→ Was zu tun ist: Gib die Zeilen des Materials ab der Zeile mit „the blue scrub“ bis einschließlich zum Ende des Materials erneut wieder, die Anweisungen eingeschlossen. Skaliere dabei jede Koordinate in den Antworten mit dem Faktor 2,45 und runde auf ganze Zahlen, wobei halbe Werte aufgerundet werden.

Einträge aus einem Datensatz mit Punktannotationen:

════════

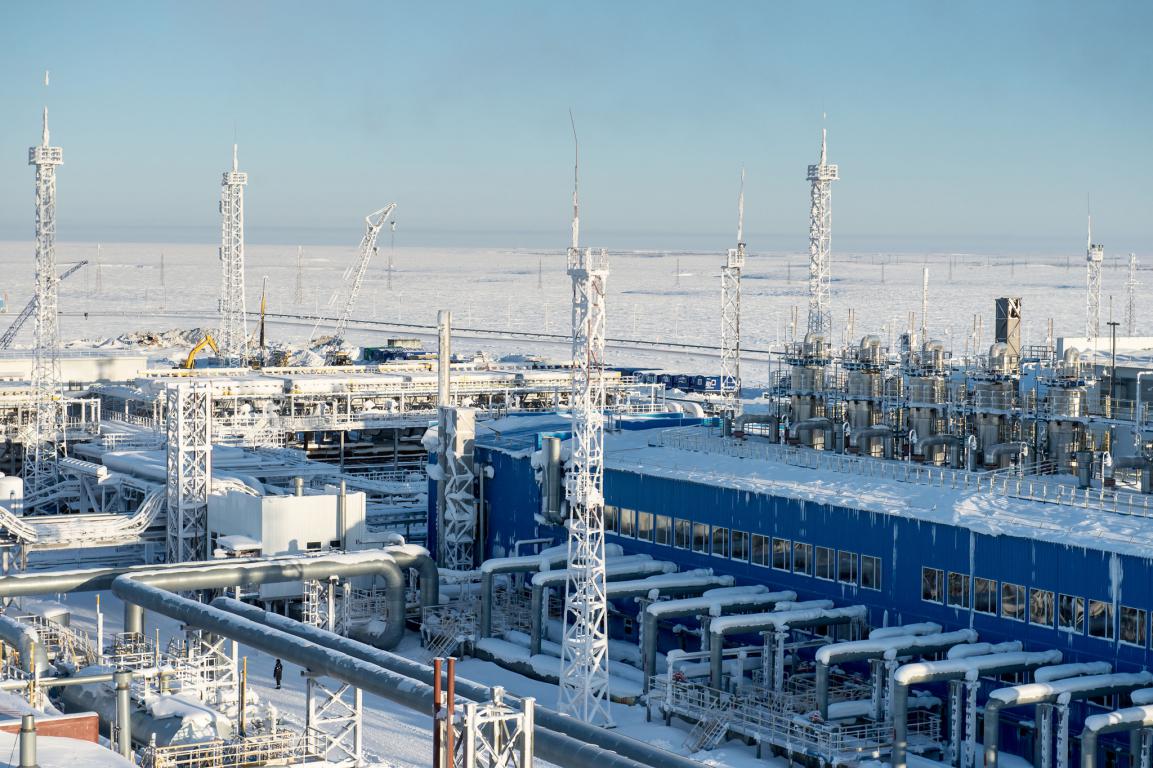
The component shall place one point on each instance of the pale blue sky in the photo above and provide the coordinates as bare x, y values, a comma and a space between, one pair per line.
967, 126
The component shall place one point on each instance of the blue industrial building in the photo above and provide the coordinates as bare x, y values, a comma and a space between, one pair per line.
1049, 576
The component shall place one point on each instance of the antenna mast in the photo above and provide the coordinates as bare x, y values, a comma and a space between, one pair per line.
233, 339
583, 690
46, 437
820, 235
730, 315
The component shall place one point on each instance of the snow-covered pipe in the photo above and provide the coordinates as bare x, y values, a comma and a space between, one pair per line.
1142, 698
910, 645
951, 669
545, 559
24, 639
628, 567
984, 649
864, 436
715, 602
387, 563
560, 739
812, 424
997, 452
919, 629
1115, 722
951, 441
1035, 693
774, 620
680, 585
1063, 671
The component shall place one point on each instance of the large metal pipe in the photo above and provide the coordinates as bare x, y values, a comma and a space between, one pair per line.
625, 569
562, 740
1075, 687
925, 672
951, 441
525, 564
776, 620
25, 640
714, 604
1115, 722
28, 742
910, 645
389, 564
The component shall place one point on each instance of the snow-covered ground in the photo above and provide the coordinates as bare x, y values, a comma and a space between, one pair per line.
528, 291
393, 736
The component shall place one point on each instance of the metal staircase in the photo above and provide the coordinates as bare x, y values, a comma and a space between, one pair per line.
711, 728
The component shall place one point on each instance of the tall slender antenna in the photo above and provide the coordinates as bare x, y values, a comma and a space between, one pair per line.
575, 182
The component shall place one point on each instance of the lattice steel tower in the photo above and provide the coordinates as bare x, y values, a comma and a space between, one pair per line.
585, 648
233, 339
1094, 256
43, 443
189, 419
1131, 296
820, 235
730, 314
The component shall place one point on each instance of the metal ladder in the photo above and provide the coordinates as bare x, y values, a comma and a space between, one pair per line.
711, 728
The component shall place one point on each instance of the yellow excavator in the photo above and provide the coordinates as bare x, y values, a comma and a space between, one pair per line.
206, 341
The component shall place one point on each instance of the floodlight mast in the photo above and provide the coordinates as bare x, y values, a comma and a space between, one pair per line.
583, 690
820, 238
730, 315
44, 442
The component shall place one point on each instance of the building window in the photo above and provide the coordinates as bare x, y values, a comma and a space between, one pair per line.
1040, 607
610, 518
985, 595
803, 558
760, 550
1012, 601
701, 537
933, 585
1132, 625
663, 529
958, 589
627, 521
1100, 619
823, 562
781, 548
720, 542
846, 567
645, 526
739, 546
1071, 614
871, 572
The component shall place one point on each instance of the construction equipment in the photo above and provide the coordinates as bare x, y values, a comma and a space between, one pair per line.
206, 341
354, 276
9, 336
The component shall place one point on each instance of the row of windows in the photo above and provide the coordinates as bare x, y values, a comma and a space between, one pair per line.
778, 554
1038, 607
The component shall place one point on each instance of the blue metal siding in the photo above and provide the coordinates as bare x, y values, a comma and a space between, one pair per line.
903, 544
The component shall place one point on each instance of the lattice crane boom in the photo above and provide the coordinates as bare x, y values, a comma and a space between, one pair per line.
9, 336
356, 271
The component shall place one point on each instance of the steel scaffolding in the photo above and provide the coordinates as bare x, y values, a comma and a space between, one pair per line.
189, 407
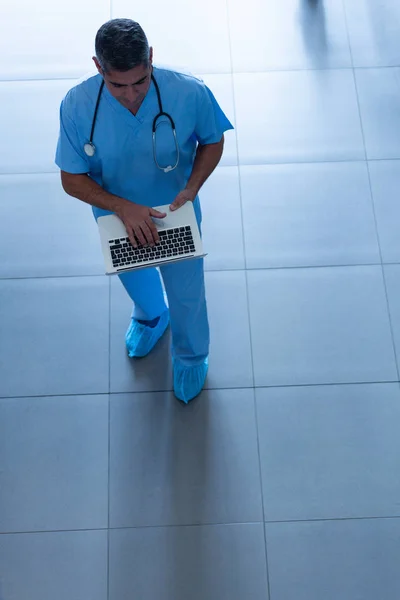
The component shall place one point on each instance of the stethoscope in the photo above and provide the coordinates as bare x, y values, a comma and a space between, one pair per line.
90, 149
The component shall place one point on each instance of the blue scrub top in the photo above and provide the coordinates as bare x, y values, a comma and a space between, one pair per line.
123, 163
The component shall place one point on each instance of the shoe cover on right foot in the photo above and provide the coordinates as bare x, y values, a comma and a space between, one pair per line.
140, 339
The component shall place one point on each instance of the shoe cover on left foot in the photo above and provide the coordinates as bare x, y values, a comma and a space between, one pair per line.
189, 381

════════

→ Erwartete Antwort:
The component shall place one point on each instance of the blue scrub top in the photo above and provide the coordinates as bare x, y values, a comma and a space between, one pair per line.
301, 399
The component shall place one point on each instance of the shoe cover on right foot in the photo above and provide the coordinates as bare x, y values, a comma and a space between, one pair per line.
343, 831
The component shall place one point on each instance of the shoe cover on left foot in the photo above and provide the coordinates as bare x, y values, a comma and a space between, one pair per line.
463, 933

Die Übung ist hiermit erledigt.